» TASK DIRECTIONS
Could you retype every record below exactly as it appears?

» SOURCE DATA
*** Begin section ***
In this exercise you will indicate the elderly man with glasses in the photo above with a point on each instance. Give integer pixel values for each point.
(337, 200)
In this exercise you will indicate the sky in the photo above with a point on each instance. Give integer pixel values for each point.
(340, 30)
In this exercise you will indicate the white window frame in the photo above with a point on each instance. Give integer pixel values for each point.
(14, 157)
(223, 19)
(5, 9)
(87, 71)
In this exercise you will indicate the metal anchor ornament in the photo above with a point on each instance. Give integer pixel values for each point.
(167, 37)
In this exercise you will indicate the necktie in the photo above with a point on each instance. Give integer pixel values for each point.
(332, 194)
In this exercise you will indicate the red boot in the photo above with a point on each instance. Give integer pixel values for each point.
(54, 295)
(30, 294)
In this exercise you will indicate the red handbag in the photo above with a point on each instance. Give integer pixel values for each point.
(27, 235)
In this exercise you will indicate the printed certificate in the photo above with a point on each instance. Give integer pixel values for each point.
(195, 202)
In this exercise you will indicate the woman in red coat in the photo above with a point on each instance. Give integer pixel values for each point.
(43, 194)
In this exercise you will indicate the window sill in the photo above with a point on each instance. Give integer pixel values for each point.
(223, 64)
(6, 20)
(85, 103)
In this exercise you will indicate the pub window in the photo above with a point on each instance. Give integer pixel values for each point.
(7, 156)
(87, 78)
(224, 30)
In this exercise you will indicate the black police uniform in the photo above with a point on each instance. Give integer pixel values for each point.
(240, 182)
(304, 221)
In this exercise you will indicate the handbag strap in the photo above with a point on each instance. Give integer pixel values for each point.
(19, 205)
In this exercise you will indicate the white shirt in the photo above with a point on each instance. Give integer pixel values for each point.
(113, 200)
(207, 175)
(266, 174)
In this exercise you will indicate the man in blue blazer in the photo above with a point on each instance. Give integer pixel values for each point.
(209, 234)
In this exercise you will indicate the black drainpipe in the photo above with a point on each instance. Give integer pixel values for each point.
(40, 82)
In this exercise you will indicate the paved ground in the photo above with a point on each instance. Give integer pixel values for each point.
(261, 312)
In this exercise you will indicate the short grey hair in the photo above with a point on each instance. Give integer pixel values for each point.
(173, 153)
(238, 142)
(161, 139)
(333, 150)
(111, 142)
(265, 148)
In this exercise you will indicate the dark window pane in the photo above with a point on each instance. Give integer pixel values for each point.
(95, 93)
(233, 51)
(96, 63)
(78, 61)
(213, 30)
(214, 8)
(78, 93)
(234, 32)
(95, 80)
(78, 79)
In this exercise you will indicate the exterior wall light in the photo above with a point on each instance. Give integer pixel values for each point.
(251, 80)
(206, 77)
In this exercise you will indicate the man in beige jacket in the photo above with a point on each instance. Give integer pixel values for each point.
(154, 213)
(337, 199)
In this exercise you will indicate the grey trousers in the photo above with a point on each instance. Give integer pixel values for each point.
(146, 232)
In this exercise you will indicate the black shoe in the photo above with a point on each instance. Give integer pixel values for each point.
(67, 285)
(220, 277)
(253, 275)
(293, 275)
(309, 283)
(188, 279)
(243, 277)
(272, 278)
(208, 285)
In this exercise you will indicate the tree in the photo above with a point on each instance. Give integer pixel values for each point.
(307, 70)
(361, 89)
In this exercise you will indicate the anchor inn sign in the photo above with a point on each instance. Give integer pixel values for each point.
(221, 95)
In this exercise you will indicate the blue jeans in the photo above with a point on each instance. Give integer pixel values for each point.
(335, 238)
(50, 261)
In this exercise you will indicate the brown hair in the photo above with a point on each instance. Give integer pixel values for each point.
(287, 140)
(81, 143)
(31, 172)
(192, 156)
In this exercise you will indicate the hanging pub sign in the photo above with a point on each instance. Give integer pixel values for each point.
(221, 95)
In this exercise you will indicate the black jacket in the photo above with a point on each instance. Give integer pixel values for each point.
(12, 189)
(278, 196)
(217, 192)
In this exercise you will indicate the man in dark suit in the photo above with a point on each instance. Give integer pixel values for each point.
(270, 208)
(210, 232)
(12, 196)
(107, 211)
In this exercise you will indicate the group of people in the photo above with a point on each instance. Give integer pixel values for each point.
*** End section ***
» RESULT BELOW
In this exercise you will indicate the elderly man with glasses in the photo above with a point on each instance. Give integer pixel values for each point.
(337, 200)
In this exercise you will indicate the sky in the photo above with a point on each instance. Give integer pixel values for each point.
(340, 30)
In this exercise you will indicate the white window frame in the photo above with a point on each instance. Give integer pixel values for each point.
(14, 157)
(223, 19)
(5, 9)
(87, 71)
In this exercise you will indicate the metal anchor ornament in the photo above with a point on each instance. Give integer pixel values for each point.
(167, 37)
In this exercise you will indicate the necktie in the photo above with a point on each instance. Give integer pixel values for each point.
(332, 194)
In this exercise you will indicate the red boot in the photo above with a point on each instance. Give integer pixel values for each point.
(54, 295)
(30, 294)
In this exercise you will indicate the red handbag in the photo above with a point on each instance. Give integer pixel values for each point.
(27, 235)
In this exercise you will indicate the printed certificate in the photo above with a point on each instance. Give integer pixel values for each point.
(195, 202)
In this exercise you will indicate the woman in red coat in the photo above with a point on each instance. Give integer pixel values for each point.
(43, 194)
In this exercise you will indicate the window sill in the photo above with a point on each instance. Give integer pixel values for each point.
(223, 64)
(6, 20)
(85, 103)
In this exercise you will indicate the pub window in the photo above with a point on each instance. Give integer pixel values for each point.
(7, 156)
(87, 78)
(224, 30)
In this exercise you will indicate the black police uniform in the photo above with a point on each instance. Give integer pixel values for each point.
(240, 182)
(304, 221)
In this exercise you will indicate the handbag strap in the photo above with a point on each instance. Give integer pixel values for each point.
(19, 205)
In this exercise you will indicate the white shirt in the photo above with a point on each instance. Give integer pixel values for each point.
(113, 200)
(207, 175)
(266, 174)
In this exercise you will indicate the man in blue blazer in the photo above with a point on each instance. Give integer pixel values for each point.
(209, 234)
In this exercise you will indicate the black drainpipe in the photo above with a point on each instance. Give integer pixel values for each point.
(40, 82)
In this exercise you will indicate the paved ground in the photo above with a point on each instance. Give integer pixel values for each point.
(261, 312)
In this exercise you will indicate the short grey hair in the photo above with a point on each instance. Give integer pixel values for each point.
(173, 153)
(238, 142)
(161, 139)
(333, 150)
(111, 142)
(265, 148)
In this exercise you will indicate the dark window pane in the photo above with a point on each instance. Give integer pixel values for each point.
(95, 93)
(233, 51)
(96, 63)
(78, 61)
(213, 30)
(214, 8)
(78, 93)
(234, 32)
(95, 80)
(78, 79)
In this exercise you will indicate the exterior wall light in the photo above with a point on each instance. Give integer pixel values for each point.
(251, 80)
(206, 77)
In this exercise you will indicate the man in beige jacket in the photo above with a point on each instance. Give integer pixel values for each point.
(154, 213)
(337, 199)
In this exercise you will indicate the grey trousers in the photo above with a point on each instance. Give integer pixel values for each point.
(146, 232)
In this exercise you will indicate the black shoe in the photo above with a point on each instance. Give integer pixel values for each point.
(67, 285)
(220, 277)
(253, 275)
(293, 275)
(309, 283)
(188, 279)
(243, 277)
(272, 278)
(208, 285)
In this exercise you will indicate the tree in the photo above with a point on each instance. Give integer pixel values for each point.
(307, 70)
(361, 89)
In this exercise you will indicate the anchor inn sign in the photo above with a point on each instance. Give integer pixel values for each point.
(221, 95)
In this exercise you will indicate the blue jeans in the photo above with a point on each instance. Give integer pixel values for each point.
(335, 238)
(50, 261)
In this exercise you will indicate the brown hair in the photo above with a point on each instance. Give integer pixel values for each point.
(287, 140)
(81, 143)
(31, 172)
(192, 156)
In this exercise you will indicate the hanging pub sign in the photo above with a point on each instance. Give integer pixel values for each point.
(221, 95)
In this exercise you will indicate the black jacket in the photo above with a point on each instance. Give integer pixel values for each point.
(12, 189)
(278, 196)
(217, 192)
In this exercise you will indicate the man in dark suit in the photo above with a point on each instance. Give integer pixel values for each point.
(270, 208)
(210, 232)
(12, 196)
(107, 211)
In this exercise you will indicate the group of people in the photo above with a point on each instance. Give integer pixel values for each point.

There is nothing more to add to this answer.